A Wisconsin National Guard member prepares to administer a COVID-19 test to the driver of a vehicle at the Alliant Energy Center earlier in the pandemic.

With COVID-19 cases and hospitalizations at record levels, Wisconsin National Guard members have started working at nursing homes to care for residents and free up beds at overwhelmed hospitals, officials said Thursday.

The hospital in Medford, like others, is feeling the strain, with no end in sight.

Through a partnership with Madison Area Technical College, guard members are receiving accelerated training as certified nursing assistants. About 50 guard members started working at six nursing homes this week, with another 80 expected to join in by the end of the month and 80 more in February, Gov. Tony Evers said.

The influx should allow nursing homes to open 200 more beds for residents by the end of February, Evers said. That will help hospitals, where administrators have said they can’t discharge some patients who are ready to leave because nursing homes haven’t had enough staff to accept them.

The help is in addition to the state working with staffing agencies to recruit 626 nurses, nursing assistants and other types of health care workers to support 76 hospitals, nursing homes and assisted living facilities. In addition, a 20-member team from the U.S. Navy started working at Green Bay’s Bellin Hospital last month, and Evers said he expects more teams from the Federal Emergency Management Agency.

“As we continue to see COVID-19 cases and hospitalizations surge, we are pursuing every available option to bring needed staffing support to Wisconsin’s health systems,” Evers said.

As the highly transmissible omicron variant continues to spread, the state reported a record 13,004 new COVID-19 cases Thursday, bringing the daily average to a pandemic high of 9,915. The seven-day average has nearly doubled over the past two weeks and is 50% higher than the November 2020 peak, before vaccines became available.

Statewide, as of Wednesday, a record 2,278 patients were in hospitals with COVID-19, including a record 488 in intensive care, according to the Wisconsin Hospital Association. All counties had critically high levels of COVID-19 activity, said the state Department of Health Services.

The figures on Thursday declined to 2,219 COVID-19 patients hospitalized, including 479 in intensive care.

Data to examine:

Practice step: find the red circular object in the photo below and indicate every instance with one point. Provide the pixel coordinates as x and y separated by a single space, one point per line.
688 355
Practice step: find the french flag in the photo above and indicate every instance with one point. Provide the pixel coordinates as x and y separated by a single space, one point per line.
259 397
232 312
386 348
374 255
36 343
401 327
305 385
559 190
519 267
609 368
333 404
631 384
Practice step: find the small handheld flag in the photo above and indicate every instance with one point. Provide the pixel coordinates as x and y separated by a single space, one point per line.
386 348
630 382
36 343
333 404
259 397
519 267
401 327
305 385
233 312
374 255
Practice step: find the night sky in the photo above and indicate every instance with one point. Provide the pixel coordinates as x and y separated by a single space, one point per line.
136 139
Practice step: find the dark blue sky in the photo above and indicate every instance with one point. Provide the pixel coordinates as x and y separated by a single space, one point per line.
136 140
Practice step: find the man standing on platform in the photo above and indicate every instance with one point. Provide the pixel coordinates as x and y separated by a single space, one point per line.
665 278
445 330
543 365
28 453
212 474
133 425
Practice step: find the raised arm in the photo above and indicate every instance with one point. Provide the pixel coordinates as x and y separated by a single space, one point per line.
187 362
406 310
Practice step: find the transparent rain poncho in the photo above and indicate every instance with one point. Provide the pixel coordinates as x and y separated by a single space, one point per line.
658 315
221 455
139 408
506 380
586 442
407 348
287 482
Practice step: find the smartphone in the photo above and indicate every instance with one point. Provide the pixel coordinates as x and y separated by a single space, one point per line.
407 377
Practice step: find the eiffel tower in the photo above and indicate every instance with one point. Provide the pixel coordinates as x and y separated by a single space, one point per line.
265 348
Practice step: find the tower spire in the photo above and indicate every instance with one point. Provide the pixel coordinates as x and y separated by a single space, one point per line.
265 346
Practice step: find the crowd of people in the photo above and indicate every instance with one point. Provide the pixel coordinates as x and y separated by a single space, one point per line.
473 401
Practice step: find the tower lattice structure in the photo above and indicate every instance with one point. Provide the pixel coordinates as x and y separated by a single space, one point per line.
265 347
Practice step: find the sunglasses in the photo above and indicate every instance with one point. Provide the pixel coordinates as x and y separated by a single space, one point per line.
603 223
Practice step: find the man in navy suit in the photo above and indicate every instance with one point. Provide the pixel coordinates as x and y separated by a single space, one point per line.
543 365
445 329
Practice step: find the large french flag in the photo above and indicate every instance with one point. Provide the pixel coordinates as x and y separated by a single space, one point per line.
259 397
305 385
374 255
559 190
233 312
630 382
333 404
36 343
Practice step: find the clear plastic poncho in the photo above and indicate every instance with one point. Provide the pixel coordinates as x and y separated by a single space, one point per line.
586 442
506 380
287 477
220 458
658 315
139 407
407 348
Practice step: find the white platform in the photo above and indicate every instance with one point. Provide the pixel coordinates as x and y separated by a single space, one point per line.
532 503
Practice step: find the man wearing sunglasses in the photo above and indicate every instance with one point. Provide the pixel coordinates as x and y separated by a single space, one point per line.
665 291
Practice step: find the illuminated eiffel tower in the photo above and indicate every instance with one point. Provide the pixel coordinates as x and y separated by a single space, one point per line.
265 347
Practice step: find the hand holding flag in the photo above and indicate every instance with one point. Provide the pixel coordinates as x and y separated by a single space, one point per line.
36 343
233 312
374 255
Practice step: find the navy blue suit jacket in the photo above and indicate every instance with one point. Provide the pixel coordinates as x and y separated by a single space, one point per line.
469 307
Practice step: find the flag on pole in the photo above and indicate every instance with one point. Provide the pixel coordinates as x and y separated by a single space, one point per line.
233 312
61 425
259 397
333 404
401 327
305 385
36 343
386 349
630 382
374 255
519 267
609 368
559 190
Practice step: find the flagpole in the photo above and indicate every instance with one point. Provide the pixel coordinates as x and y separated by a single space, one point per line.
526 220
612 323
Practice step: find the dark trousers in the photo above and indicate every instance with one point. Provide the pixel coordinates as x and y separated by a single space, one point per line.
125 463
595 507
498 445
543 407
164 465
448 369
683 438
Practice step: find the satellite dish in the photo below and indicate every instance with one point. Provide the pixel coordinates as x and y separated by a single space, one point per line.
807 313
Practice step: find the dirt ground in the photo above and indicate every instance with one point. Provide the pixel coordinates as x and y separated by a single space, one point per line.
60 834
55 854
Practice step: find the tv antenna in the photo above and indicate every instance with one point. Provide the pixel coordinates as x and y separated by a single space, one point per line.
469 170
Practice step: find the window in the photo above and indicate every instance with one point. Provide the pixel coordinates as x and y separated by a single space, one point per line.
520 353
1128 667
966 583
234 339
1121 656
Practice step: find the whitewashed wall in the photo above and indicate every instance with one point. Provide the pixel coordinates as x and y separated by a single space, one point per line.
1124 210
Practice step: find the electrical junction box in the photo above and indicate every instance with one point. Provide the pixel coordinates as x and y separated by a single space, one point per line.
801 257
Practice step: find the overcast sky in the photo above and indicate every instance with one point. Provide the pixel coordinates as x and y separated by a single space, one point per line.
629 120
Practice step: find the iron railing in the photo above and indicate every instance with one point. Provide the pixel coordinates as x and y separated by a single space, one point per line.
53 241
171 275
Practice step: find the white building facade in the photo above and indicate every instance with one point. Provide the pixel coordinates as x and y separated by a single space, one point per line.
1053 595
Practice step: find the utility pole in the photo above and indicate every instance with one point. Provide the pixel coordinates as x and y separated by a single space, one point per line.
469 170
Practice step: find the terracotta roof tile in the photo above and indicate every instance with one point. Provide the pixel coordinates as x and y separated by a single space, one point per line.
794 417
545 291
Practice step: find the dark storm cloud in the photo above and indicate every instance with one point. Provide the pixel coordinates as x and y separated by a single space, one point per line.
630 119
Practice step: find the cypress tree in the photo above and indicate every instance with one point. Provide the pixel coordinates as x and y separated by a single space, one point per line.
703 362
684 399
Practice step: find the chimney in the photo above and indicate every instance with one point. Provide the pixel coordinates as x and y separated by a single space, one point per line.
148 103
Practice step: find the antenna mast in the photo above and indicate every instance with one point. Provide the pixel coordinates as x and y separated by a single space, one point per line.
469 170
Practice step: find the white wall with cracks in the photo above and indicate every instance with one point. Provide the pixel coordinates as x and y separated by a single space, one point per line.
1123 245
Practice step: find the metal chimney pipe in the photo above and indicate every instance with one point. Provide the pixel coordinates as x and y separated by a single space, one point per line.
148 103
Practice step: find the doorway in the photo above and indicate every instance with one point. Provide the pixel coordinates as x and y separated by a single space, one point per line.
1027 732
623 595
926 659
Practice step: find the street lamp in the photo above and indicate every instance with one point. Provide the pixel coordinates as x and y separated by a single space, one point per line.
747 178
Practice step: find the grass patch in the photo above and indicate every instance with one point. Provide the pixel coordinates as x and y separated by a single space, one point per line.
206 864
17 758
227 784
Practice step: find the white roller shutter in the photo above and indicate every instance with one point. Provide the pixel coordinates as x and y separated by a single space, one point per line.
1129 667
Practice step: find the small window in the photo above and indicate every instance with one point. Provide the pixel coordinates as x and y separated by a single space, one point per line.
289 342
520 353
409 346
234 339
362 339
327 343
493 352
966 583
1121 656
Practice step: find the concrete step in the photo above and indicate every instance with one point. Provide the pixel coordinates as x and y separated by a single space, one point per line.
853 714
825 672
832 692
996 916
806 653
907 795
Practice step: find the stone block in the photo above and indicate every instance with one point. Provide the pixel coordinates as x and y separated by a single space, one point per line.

Required actions:
a. Answer these questions using the article on Wisconsin's COVID-19 staffing push.
(i) How many guard members started working at nursing homes this week, and at how many nursing homes?
(ii) What record number of new COVID-19 cases did the state report Thursday?
(iii) How many members are on the U.S. Navy team working at Bellin Hospital?
b. From the article on Wisconsin's COVID-19 staffing push, give again word for word the part that opens with the words containing "Through a partnership" and closes with "to accept them.".
c. Carry on the article about Wisconsin's COVID-19 staffing push, picking up after its final sentence.

Answers by task:
a.
(i) About 50 guard members, at six nursing homes.
(ii) 13,004 new cases.
(iii) 20 members.

b.
Through a partnership with Madison Area Technical College, guard members are receiving accelerated training as certified nursing assistants. About 50 guard members started working at six nursing homes this week, with another 80 expected to join in by the end of the month and 80 more in February, Gov. Tony Evers said.

The influx should allow nursing homes to open 200 more beds for residents by the end of February, Evers said. That will help hospitals, where administrators have said they can’t discharge some patients who are ready to leave because nursing homes haven’t had enough staff to accept them.

c.
The situation also eased slightly in Dane County Thursday, when local officials reported 197 patients hospitalized with the coronavirus, including 37 in intensive care. That was down from Wednesday’s pandemic high of 202 hospitalized patients, which included 43 in intensive care.

As of Thursday, 62.7% of state residents had received at least one dose of COVID-19 vaccine, and 58.6% were fully vaccinated. With 1.7 million booster or additional doses given, Health Services Secretary Karen Timberlake urged more people to get boosted.

At the individual level, omicron may be less severe than previous strains, especially in vaccinated people, but “the risk to our communities has never been more dire,” Timberlake said. “If we do not protect capacity in our health care system by protecting ourselves and our family members from COVID-19, Wisconsinites experiencing medical emergencies may not be able to receive immediate, life-saving attention and care.”

Since the pandemic started, the National Guard has administered about 1.2 million COVID-19 tests and more than 230,000 vaccines. The guard has also assisted medical examiners, staffed a state call center to inform residents of test results, managed vaccine stockpiles and personal protective equipment warehouses and staffed self-isolation facilities.

“We see ourselves as neighbors helping neighbors, and when we say that, we mean it,” Maj. Gen. Paul Knapp said in a statement. “We will continue to assist our state in any way we can because we live and work in these same communities across Wisconsin.”